> Request
Copy the material from its first line through the line containing "left=318, top=532, right=354, bottom=551", including that line and keeping the requests as they are. Offset every box coordinate in the answers by adding 108, and leave the numbers in the requests and their sample formats unchanged.

> Rows from a box-labeling dataset
* Start *
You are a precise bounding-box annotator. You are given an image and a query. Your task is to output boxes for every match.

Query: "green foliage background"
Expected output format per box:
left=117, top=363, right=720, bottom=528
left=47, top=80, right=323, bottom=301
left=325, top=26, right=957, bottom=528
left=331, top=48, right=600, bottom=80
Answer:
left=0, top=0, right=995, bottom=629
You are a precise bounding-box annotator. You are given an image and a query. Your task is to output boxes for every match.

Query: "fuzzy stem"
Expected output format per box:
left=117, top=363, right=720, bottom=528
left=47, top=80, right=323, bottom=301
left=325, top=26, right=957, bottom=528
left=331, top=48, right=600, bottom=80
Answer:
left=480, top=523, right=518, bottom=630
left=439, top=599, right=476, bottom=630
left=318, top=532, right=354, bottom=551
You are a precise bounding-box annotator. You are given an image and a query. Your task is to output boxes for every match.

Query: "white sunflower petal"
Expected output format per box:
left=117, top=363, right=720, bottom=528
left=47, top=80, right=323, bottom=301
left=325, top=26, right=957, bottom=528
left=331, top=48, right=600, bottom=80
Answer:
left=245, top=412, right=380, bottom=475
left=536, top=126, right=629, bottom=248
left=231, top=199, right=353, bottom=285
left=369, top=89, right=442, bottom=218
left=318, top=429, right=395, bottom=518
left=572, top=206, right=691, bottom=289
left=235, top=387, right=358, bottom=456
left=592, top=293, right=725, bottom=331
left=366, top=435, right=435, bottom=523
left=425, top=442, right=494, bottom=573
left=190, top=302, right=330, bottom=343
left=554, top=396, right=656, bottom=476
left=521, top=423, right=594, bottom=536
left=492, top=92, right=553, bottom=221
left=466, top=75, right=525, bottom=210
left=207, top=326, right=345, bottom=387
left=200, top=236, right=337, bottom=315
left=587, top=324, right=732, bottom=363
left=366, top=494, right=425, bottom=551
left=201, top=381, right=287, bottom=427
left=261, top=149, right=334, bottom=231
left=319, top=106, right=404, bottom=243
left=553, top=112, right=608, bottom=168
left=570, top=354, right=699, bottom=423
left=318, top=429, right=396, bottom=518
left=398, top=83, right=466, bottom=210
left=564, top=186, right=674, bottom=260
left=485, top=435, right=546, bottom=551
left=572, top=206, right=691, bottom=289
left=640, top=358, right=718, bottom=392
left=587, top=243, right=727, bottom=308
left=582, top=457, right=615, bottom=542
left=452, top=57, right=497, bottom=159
* End *
> Written solution
You are a precise bounding-box annotator. You are given an image and a query. Your task is to output boxes for every match.

Query: "green foliage background"
Expected output format per box:
left=117, top=363, right=720, bottom=528
left=47, top=80, right=323, bottom=301
left=325, top=26, right=957, bottom=528
left=331, top=48, right=600, bottom=80
Answer:
left=108, top=108, right=1103, bottom=737
You are a precise bounding-box annotator. You are given an image and a query. Your task is to output boxes for every match.

Query: "fuzzy stem"
Expected output format per box:
left=117, top=363, right=720, bottom=528
left=47, top=80, right=323, bottom=301
left=325, top=26, right=957, bottom=528
left=331, top=48, right=600, bottom=80
Answer:
left=588, top=631, right=626, bottom=738
left=547, top=707, right=584, bottom=738
left=426, top=640, right=462, bottom=659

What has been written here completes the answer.